> _Kaynak metin_:
╔══

Seyid Rıza anılıyor

Haberleri —

Halkların Demokratik Partisi (HDP) Merkez Yürütme Kurulu (MYK), Seyid Rıza ve 5 arkadaşının idam edilişlerinin yıl dönümüne ilişkin yazılı açıklama yaptı. Açıklamada, Seyid Rıza’nın idam edilmeden önce ifade ettiği, “Ben sizin yalan ve hilelerinizle baş edemedim, bu bana dert oldu ama ben de sizin önünüzde diz çökmedim bu da size dert olsun” sözleri paylaşılarak “Seyid Rıza’yı ve onurlu direnişini saygıyla anıyoruz” denildi.

╚══

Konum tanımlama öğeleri
╔══

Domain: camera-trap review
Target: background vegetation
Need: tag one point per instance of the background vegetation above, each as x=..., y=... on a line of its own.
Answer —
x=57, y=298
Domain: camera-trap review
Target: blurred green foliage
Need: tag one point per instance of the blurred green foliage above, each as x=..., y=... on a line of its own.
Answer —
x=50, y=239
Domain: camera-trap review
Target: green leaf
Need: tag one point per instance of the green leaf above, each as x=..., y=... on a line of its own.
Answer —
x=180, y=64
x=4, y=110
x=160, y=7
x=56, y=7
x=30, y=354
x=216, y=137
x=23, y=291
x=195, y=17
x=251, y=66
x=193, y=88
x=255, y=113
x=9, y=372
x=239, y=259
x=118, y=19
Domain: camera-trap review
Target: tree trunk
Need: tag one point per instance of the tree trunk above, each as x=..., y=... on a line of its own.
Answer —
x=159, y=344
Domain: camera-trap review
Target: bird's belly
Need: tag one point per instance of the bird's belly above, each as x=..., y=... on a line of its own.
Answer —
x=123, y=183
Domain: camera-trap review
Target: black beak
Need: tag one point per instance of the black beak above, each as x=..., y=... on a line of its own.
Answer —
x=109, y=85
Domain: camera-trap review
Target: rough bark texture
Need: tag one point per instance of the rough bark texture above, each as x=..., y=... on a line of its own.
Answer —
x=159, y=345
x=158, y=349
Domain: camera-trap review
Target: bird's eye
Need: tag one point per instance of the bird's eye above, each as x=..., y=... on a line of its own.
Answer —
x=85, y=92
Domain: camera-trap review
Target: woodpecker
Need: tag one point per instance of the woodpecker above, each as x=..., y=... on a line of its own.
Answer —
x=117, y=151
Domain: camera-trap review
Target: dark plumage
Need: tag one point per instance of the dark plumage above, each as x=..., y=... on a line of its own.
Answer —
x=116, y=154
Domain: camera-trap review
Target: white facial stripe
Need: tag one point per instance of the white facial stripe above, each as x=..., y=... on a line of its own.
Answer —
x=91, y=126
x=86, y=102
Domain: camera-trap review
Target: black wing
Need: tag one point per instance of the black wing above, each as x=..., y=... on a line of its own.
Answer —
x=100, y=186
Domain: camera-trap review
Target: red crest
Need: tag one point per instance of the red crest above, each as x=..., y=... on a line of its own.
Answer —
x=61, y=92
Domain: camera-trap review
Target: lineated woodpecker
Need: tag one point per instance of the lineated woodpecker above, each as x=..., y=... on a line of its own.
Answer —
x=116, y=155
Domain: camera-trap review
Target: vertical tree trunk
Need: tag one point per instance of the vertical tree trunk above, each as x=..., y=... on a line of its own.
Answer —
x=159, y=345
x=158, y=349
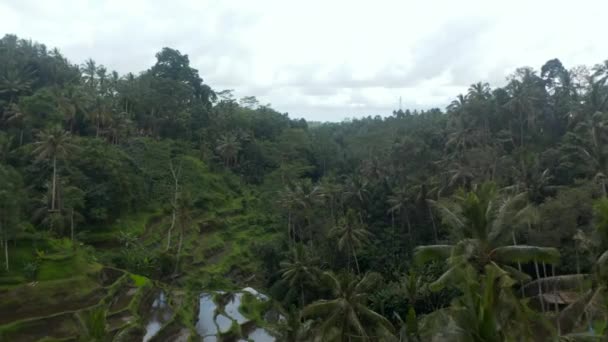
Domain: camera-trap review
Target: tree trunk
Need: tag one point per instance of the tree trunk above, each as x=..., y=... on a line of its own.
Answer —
x=170, y=229
x=521, y=285
x=356, y=260
x=54, y=183
x=289, y=232
x=72, y=223
x=175, y=174
x=434, y=225
x=6, y=253
x=179, y=250
x=521, y=130
x=556, y=307
x=409, y=225
x=301, y=294
x=540, y=288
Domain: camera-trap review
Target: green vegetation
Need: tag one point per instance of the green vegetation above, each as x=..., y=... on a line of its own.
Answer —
x=484, y=222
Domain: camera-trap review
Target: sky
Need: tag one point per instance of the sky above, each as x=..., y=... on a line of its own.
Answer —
x=324, y=60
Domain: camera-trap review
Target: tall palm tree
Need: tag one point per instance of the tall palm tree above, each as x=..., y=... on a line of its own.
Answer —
x=398, y=203
x=347, y=317
x=588, y=144
x=483, y=224
x=486, y=310
x=72, y=202
x=228, y=147
x=53, y=144
x=356, y=190
x=301, y=272
x=351, y=236
x=331, y=191
x=14, y=82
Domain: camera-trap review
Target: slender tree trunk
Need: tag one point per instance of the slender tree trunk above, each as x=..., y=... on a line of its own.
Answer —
x=289, y=232
x=409, y=225
x=301, y=294
x=72, y=223
x=356, y=260
x=175, y=173
x=521, y=130
x=54, y=183
x=436, y=235
x=540, y=288
x=179, y=250
x=170, y=229
x=521, y=285
x=5, y=244
x=556, y=307
x=6, y=254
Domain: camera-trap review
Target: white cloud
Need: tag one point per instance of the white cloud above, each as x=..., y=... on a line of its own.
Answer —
x=318, y=59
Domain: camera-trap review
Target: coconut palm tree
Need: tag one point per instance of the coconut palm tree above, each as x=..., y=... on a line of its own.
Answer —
x=300, y=272
x=53, y=144
x=351, y=235
x=72, y=202
x=356, y=190
x=483, y=224
x=228, y=147
x=347, y=317
x=14, y=82
x=398, y=203
x=486, y=310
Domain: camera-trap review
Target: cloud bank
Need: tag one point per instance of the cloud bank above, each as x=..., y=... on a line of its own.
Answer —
x=323, y=60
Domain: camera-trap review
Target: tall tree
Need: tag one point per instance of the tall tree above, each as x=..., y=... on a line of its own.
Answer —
x=53, y=144
x=347, y=316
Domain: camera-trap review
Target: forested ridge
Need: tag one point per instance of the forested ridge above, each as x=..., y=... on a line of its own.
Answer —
x=483, y=221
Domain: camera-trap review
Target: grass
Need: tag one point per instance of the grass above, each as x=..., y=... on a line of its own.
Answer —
x=139, y=281
x=254, y=308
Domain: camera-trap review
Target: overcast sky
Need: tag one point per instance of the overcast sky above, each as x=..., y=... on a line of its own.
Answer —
x=327, y=59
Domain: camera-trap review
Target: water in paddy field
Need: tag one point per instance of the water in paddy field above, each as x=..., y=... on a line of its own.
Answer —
x=160, y=314
x=211, y=322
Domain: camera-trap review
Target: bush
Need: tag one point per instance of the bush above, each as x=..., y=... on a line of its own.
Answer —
x=30, y=270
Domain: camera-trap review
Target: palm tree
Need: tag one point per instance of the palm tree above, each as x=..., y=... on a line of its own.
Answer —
x=351, y=236
x=587, y=144
x=228, y=147
x=53, y=144
x=15, y=82
x=306, y=196
x=398, y=202
x=292, y=328
x=72, y=201
x=592, y=287
x=300, y=272
x=331, y=191
x=347, y=317
x=483, y=224
x=486, y=310
x=524, y=100
x=356, y=189
x=184, y=222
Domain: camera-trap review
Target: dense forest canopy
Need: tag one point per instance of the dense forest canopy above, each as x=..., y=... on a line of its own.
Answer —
x=485, y=221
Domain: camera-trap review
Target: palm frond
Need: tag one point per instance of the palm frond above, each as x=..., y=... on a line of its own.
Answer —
x=424, y=254
x=522, y=253
x=568, y=282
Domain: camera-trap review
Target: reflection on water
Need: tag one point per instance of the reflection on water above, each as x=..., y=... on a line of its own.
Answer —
x=212, y=321
x=232, y=308
x=160, y=313
x=261, y=335
x=205, y=325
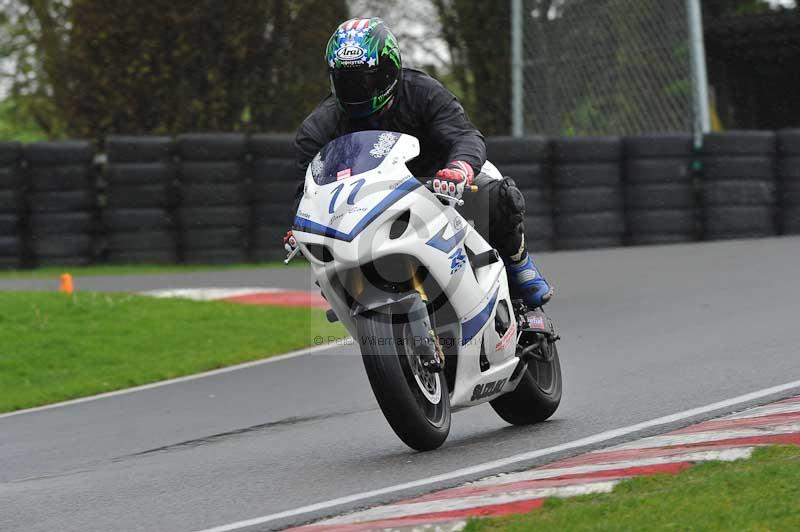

╚══

> _Kısa soru_: Seyid Rıza haberine göre HDP Merkez Yürütme Kurulu yazılı açıklamayı hangi yıl dönümü için yaptı?

> _Görev sonucu_: Seyid Rıza ve 5 arkadaşının idam edilişlerinin yıl dönümü için.